(begin)

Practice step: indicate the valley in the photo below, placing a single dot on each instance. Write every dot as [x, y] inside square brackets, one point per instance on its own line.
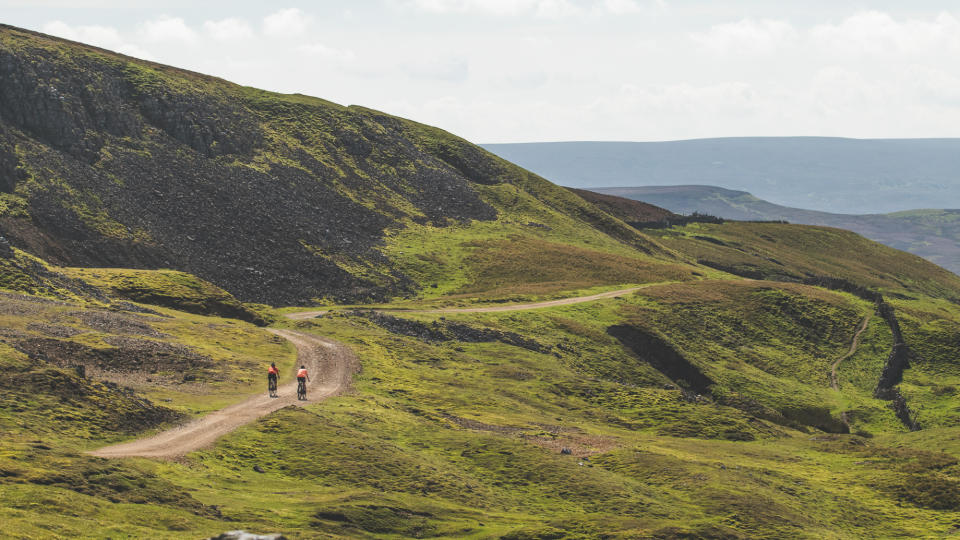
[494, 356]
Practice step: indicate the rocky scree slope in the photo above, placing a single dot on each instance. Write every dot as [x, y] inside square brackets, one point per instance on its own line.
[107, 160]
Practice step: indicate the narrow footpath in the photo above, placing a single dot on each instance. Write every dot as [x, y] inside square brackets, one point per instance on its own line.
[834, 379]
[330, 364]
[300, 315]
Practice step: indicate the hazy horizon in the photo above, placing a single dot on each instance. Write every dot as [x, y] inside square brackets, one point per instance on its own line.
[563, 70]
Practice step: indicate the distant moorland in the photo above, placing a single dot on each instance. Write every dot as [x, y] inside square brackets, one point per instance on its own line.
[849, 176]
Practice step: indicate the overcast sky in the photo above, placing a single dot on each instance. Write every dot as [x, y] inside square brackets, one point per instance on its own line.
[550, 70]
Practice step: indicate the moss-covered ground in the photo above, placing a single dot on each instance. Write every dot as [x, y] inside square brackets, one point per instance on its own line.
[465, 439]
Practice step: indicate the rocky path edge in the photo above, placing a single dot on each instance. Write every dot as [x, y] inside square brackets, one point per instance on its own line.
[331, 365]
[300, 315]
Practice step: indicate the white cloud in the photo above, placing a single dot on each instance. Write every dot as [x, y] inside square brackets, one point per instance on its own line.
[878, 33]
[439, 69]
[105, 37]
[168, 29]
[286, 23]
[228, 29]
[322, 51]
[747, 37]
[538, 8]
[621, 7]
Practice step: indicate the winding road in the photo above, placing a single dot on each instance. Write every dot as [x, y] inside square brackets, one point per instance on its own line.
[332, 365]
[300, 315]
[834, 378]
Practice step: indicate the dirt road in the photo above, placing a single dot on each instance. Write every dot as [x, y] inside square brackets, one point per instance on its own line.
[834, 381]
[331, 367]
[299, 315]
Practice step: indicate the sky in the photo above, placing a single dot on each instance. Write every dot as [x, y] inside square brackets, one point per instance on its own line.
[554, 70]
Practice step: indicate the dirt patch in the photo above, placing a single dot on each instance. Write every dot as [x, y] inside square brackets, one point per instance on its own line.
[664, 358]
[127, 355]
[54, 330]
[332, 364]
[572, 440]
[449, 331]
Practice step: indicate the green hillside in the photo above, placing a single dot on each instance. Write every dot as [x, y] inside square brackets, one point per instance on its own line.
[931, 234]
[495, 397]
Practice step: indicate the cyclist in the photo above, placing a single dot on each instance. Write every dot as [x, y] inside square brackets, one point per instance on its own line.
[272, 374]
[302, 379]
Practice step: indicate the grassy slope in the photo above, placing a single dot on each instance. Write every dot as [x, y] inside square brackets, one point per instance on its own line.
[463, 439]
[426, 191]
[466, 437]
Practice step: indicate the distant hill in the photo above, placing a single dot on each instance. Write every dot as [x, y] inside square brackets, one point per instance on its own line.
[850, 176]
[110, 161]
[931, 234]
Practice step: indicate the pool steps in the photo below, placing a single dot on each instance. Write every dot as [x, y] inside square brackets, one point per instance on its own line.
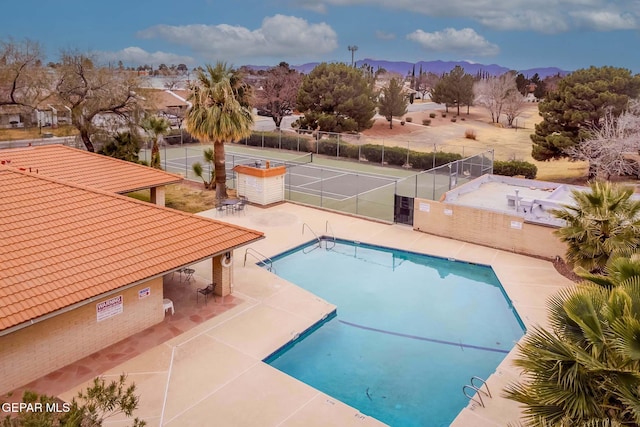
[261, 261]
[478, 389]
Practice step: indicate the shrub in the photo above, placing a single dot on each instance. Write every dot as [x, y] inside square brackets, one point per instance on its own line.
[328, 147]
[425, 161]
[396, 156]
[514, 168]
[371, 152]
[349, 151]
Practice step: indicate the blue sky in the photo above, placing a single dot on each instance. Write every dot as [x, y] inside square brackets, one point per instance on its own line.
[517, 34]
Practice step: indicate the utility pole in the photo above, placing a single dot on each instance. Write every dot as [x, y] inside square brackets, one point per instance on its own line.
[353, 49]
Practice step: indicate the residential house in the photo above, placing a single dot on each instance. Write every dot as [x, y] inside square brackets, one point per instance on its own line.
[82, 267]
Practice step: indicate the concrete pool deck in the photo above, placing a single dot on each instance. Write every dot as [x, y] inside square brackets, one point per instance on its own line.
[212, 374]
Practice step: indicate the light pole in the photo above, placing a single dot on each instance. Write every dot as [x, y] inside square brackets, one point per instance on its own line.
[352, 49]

(end)

What is expected:
Omit the pictures and give the material again, exactly and in full.

The result:
Practice step: indicate the valley in the photo below, placing a single dot on each instance. Write every dot as [x, y] inside square brackets, one point per instance on its own line.
[494, 356]
Practice step: indicate the rocky scree slope in the photo above, placing a single dot on each instance. Write every dot as [x, y] inside square brackets, one point per instance on its own line.
[107, 160]
Practice step: indicate the narrow footpath in the photo above, placing a single dot on each instance. Write every dot as [x, y] inside square brackets, one point per instance on its own line.
[834, 379]
[330, 364]
[300, 315]
Practice step: indicate the hazy horizon in the photo above, placing a single dot on each instance. Write every dot as [x, y] inside square brackets, one point per instance on its own line.
[563, 70]
Practice step: indicate the distant moorland in the photo above, placing a single dot on each instance. Write every dot as [x, y] inside square brackets, one point per instance on its own line.
[849, 176]
Practice step: indicate the overcast sky in the photo above, placing a single dot on each instance. Write every dot as [x, y] inside square brackets, one point per instance on its own line.
[550, 70]
Practice step: indicate the moss-covered ground in the photo above, placing a single dot on each instance. Write every dot as [x, y] inside square brackets, one point per instance on its own line.
[465, 439]
Practice step: indicate the rocky path edge in the photo above, placing a single dot on each instance. Write every dot as [x, y] inside square brackets, one point per instance on its own line.
[331, 365]
[300, 315]
Practice step: indicate the white cloud in the photo above, placing a single dot on each instance. Write every dot as [x, y] inside square brackets, one point per instance on its own line.
[878, 33]
[439, 69]
[105, 37]
[168, 29]
[286, 23]
[228, 29]
[322, 51]
[747, 37]
[538, 8]
[621, 7]
Practice step: indicate the winding road in the photo above, placing a single dot on each instance. Write every dot as [x, y] inside square brackets, one point per instance on its own line.
[332, 365]
[300, 315]
[834, 378]
Practice step: indicate the dirt road in the photo above, placing a single dot on each instance. Write every dot as [x, y] inside square brackets, one point per instance on its own line.
[834, 381]
[331, 367]
[299, 315]
Practice step: indicate the sky in the photo above, placing a single dot on each instance. Write every dot as [x, y] inside square brackets, one point per instance on its own line.
[554, 70]
Practice step: indicate the dirt patch in the photo above, placing a single dot on each instance. Write every dot as [x, y] inside square brackets, one point per instance on its own line.
[664, 358]
[127, 355]
[54, 330]
[332, 364]
[572, 440]
[449, 331]
Practice step: indicate the green hillside in the photo above, placing a single dot on each instance. Write every dot as [x, y] inside square brackets, one point per instance on its own line.
[931, 234]
[495, 397]
Practice step: indicate the cyclist in the photo above, placing a single dot on each instance. Write every dot as [x, y] inside square brackets, one point per instance on its own line.
[272, 374]
[302, 379]
Practice step: indicate the grassy slope in the photo above, placing a single dot on each instance. Write every dot as [x, y] inside square brackets, one point per instance on its own line.
[463, 439]
[426, 191]
[466, 437]
Practice step: indicate the distant hill in the photo above, placing a single dot on each instance. Write every dot as [x, y] inside square brackets, one point per instance on its own line.
[850, 176]
[110, 161]
[931, 234]
Practice step: indicate the pool steps in the photo below, placing a single dot on each instance. Write every dot as [x, y] inside square brackets, one point per instance on its own line.
[261, 261]
[478, 389]
Practice step: indicate the shrub in the photo above, placing a single dot on each instance. Write every dot as [x, y] inside square brackets, one point per instance on its own line.
[328, 147]
[425, 161]
[396, 156]
[514, 168]
[371, 152]
[349, 151]
Practice step: indicate the blue sky in the photo above, placing a single dot on each instance. Write every dot as [x, y] inside square brackets, one point per instance on its own line.
[517, 34]
Practice step: indicate the utility pole in the photo above, placing a single dot on each instance. Write every dot as [x, y] inside square brackets, one point per instance on its own line.
[353, 49]
Practice step: indicate the residential house in the photo above, placing a single dot on each instance. Write every dot as [x, y] inside square brackets, one point per instance on its own line.
[82, 267]
Practice step: indicate the concrete pool deck in the photo above, placing a single dot on each instance. Write every dot as [x, y] inside square brackets, one point per instance on its own line.
[212, 374]
Practice step: indicate the light pole in the photo above, placing a single dot on each instance. Write every dot as [x, y] inside square brackets, one point per instance on its own line.
[352, 49]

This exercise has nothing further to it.